Given text ▸
■ ■ ■ ■ ■ ■ ■

# General & Urban Zones Close 10-13-16



## Fowlmouth (Oct 4, 2008)

Just a reminder the Urban and General Goose zones close tomorrow (10-13) and won't open again until 10-22 in the General zone and 11-5 in the Urban zone...... Don't be one of those guys!-O,-


----------



## Dunkem (May 8, 2012)

Thanks Rob!!


----------



## JuniorPre 360 (Feb 22, 2012)

I'm really confused by the map. Is the BRBR and Corinne part of the general or urban?


----------



## moabxjeeper (Dec 18, 2012)

JuniorPre 360 said:


> I'm really confused by the map. Is the BRBR and Corinne part of the general or urban?


According to the map, BRBR is part of the Northern Goose Zone in which there are no closures. You are able to hunt geese. The marshes west of Corinne (Salt Creek/Public) are all part of the General Goose Area which do have seasonal closures.


----------



## dkhntrdstn (Sep 7, 2007)

JuniorPre 360 said:


> I'm really confused by the map. Is the BRBR and Corinne part of the general or urban?


i agree i just relooked at the map and yea it a little hard to understand. But going really watch where you are.


----------



## moabxjeeper (Dec 18, 2012)

This is my understanding of the zones (but I am not a lawyer):

Northern Goose Zone (area north of Willard Bay and south of Corinne, basically just BRBR): Oct. 1, 2016–Jan. 14, 2017, no seasonal closure

Urban Goose Zone (south of Willard Bay to just south of Utah Lake, all marshes like FB, OB, Harold Crane, Howard Slough, etc): Oct. 1–13, 2016 and Nov. 5, 2016–Feb. 5, 2017

General Goose Zone (anywhere not previously listed, including Public, Salt Creek, Locomotive Springs, Fish Springs, etc): Oct. 1–13, 2016 and Oct. 22, 2016–Jan. 22, 2017

Hope that's helpful to someone


----------



## JuniorPre 360 (Feb 22, 2012)

I found a better map. BRBR is part of the Northern unit. It looks like our fields in Corinne are part of the general unit, which sucks.
https://wildlife.utah.gov/maps/public/details_boundary.php?boundary_id=679


----------



## Idratherbehunting (Jul 17, 2013)

So from a waterfowl management perspective, what is the justification of the closure in the middle of the season?


----------



## Fowlmouth (Oct 4, 2008)

Idratherbehunting said:


> So from a waterfowl management perspective, what is the justification of the closure in the middle of the season?


So that the Urban and General zones run longer in the year. The Urban runs into February when the geese start returning to the marshes and fields. By doing this more city geese are harvested.


----------



## moabxjeeper (Dec 18, 2012)

■ ■ ■ ■ ■ ■ ■

Recorded data ▸

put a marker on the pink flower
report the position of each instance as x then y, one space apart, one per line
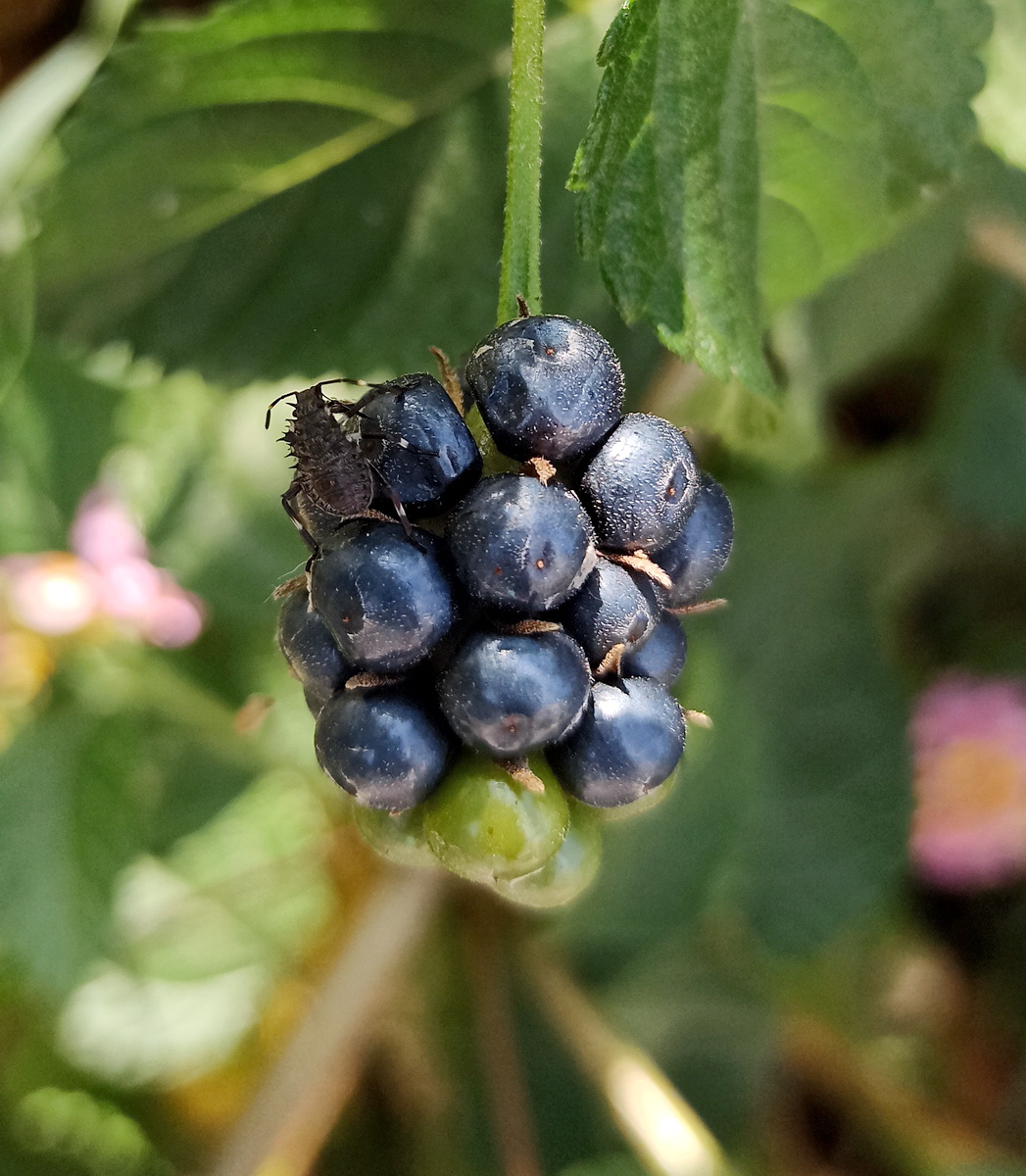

■ ■ ■ ■ ■ ■ ■

Your instructions ▸ Reproduce word for word the stretch of the goose-zone thread from "General Goose Zone (anywhere" through "unit, which sucks.". Draw only on the goose-zone thread, not on the material.

Exercise solution ▸
General Goose Zone (anywhere not previously listed, including Public, Salt Creek, Locomotive Springs, Fish Springs, etc): Oct. 1–13, 2016 and Oct. 22, 2016–Jan. 22, 2017

Hope that's helpful to someone


----------



## JuniorPre 360 (Feb 22, 2012)

I found a better map. BRBR is part of the Northern unit. It looks like our fields in Corinne are part of the general unit, which sucks.